----- Отрывок

Витя был предан искусству, а главное – предан своим друзьям. Друзей у него осталось много. К ним всегда можно обратиться за помощью.

Выставка

Ленина, 11 – Станция вольных почт. Там Витя директорствовал. Туда я приезжала с сыном на экскурсию. Н. Монтана – сочная девица – на кассе встречала входящих. Иногда Монтана не пускала родню на выставку, говорила:

«Перерыв», или: «Витя спит».

Как-то раз мимо нее пронесли большую картину – она и не заметила. Еле поймали воров, – уже на улице Вайнера милиционер остановил ворюг и спрашивает: «Откуда картина у вас?» Тут подбежали гонцы с выставки и сказали: «Это наша». Вовремя подоспели. (А может, все это был розыгрыш?)

----------

● **Задание**
Продолжите отрывок о Вите и выставке на Ленина, 11, начав сразу после его последнего предложения. Строки, приведённые далее, для работы не понадобятся.

----- Приведённые строки

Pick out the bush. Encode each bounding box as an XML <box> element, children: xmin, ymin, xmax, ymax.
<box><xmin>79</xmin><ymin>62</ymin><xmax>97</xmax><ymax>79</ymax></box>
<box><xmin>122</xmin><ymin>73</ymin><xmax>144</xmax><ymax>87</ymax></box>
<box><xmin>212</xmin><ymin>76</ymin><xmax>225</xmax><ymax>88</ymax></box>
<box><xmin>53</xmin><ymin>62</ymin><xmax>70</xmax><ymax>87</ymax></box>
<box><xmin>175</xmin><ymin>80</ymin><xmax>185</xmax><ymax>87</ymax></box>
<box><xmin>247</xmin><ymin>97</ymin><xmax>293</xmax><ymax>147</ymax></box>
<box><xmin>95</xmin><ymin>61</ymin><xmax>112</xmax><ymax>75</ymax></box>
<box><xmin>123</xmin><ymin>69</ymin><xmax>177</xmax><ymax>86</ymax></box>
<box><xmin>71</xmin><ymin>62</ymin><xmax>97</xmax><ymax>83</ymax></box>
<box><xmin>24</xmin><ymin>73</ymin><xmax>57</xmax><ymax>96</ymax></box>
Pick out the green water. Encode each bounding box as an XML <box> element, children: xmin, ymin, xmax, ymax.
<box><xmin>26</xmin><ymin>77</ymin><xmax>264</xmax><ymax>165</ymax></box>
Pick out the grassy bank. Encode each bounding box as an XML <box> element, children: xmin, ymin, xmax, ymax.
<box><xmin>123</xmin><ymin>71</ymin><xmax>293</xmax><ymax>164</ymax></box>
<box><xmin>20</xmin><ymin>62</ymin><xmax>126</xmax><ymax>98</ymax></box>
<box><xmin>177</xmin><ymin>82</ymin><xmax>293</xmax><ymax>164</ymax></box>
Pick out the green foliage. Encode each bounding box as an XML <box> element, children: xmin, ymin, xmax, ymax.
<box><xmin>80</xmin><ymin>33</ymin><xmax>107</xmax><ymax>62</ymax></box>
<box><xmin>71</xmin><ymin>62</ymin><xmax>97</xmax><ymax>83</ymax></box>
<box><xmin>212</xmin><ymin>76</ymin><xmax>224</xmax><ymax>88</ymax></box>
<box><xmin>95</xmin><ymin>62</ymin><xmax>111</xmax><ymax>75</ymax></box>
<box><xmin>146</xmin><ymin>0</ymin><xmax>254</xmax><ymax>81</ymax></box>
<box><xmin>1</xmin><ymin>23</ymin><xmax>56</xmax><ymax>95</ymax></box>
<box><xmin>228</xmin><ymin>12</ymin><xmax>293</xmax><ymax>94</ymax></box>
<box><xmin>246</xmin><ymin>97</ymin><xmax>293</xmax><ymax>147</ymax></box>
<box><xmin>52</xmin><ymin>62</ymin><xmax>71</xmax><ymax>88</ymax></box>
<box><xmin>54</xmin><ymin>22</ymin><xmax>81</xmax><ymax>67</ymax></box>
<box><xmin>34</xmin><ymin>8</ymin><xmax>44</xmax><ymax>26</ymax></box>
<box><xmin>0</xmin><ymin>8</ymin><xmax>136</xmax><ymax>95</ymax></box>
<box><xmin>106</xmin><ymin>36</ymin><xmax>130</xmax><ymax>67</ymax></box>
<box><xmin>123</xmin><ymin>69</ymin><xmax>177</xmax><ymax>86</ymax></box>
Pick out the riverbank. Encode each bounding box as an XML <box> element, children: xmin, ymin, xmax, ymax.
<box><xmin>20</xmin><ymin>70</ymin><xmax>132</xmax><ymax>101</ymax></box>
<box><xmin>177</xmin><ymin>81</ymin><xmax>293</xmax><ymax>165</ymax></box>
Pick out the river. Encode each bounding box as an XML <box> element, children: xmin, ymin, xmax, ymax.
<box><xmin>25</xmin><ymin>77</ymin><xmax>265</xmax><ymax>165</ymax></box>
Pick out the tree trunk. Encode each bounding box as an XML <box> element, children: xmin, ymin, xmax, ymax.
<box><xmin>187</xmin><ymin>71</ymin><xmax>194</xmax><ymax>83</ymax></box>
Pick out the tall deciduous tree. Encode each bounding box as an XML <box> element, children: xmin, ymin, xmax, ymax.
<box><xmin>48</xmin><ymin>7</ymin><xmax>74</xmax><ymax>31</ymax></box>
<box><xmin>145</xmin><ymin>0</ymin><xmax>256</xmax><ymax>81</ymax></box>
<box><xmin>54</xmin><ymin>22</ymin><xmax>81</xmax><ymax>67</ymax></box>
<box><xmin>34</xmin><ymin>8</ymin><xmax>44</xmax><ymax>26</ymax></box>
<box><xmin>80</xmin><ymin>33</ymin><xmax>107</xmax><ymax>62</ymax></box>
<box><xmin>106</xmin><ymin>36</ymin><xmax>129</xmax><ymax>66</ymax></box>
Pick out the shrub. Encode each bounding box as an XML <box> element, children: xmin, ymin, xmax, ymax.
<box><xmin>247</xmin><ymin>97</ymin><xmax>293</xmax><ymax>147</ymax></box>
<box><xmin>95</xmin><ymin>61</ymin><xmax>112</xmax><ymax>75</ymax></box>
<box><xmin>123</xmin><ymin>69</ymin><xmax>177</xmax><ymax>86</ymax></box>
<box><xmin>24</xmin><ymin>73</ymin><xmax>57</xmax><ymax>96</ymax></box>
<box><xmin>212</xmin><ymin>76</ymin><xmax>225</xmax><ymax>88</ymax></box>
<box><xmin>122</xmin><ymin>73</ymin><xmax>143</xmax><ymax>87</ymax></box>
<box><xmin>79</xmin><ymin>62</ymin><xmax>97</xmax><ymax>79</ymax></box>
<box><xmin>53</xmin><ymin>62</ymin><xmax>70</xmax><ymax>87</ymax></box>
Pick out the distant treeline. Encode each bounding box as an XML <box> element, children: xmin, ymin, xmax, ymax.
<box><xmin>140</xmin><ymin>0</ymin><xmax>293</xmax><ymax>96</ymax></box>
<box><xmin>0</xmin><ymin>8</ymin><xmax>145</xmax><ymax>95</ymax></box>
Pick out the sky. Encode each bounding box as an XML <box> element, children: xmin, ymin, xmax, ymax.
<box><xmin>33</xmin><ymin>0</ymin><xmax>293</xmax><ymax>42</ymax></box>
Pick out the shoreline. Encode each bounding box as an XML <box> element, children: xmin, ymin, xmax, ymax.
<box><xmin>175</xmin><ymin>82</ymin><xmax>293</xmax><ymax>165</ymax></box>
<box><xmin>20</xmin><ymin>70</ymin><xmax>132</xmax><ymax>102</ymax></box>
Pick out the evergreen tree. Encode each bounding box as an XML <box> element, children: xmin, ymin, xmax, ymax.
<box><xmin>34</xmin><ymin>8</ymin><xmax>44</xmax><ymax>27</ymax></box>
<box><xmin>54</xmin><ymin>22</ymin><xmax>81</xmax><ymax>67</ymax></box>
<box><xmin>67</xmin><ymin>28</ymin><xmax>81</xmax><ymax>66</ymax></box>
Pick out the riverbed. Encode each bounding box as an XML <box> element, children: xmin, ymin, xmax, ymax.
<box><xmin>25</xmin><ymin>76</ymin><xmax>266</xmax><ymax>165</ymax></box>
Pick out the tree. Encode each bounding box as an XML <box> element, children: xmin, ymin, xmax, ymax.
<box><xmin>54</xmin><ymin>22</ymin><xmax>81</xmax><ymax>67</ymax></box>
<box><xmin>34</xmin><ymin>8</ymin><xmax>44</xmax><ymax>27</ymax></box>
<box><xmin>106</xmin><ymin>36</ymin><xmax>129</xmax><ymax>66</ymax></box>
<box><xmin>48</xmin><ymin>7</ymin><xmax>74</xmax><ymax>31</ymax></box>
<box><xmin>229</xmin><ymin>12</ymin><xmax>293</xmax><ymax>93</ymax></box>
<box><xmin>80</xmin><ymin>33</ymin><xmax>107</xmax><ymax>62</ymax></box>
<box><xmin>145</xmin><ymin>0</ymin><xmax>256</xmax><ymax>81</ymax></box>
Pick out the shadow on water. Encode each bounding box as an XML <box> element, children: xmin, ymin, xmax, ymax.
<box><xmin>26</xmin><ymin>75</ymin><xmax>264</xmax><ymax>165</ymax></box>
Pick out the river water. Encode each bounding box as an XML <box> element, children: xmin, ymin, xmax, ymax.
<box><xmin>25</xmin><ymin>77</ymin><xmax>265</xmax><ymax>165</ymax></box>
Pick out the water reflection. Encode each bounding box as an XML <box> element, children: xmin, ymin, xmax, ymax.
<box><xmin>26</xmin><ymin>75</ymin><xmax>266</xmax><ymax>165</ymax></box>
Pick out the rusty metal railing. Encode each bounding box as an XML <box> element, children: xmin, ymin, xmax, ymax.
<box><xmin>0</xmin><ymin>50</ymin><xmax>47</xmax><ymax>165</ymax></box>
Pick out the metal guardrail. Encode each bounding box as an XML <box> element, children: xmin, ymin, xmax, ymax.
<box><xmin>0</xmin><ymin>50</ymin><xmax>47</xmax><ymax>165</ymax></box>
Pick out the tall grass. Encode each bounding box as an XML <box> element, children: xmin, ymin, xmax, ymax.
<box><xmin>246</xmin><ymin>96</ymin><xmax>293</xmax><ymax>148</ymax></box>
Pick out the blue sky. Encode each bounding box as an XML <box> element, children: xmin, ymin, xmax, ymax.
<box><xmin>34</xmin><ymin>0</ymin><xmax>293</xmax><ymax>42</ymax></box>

----------

● **Результат**
Я приезжала на трамвае, с ребенком на руках. Или на велосипеде, если без него. Там, на Ленина 11, Витя водился изредка с Прошей, а Эмилия Марковна подарила Проше куклу-волка, сшитую ее золотыми руками. У волка был серый нос, белые зубки и настоящие твидовые брюки на худых ногах…

Пока я смотрела новые картины, я и общалась с Витей. Помню, что дни стояли солнечные и теплые. Ленина, 11 – это всегда летнее время! Очень удивляли меня работы художников – их смелость, их безоглядность. Мне, скромной, закомплексованной мышке, какой я себе казалась рядом с этими творцами; мне, в основном сидящей дома с ослабленным после прививки ребенком, а на работе в ЖКО малюющей типичные политические и профсоюзные лозунги для завода, – все это раздолье было в диковинку. Тогда я так не могла рисовать, а сейчас – так уже и не актуально, все это искусство отошло в прошлое.

Завышенные критерии оценок и максимализм явно мешали жить мне лет десять после окончания художественного училища.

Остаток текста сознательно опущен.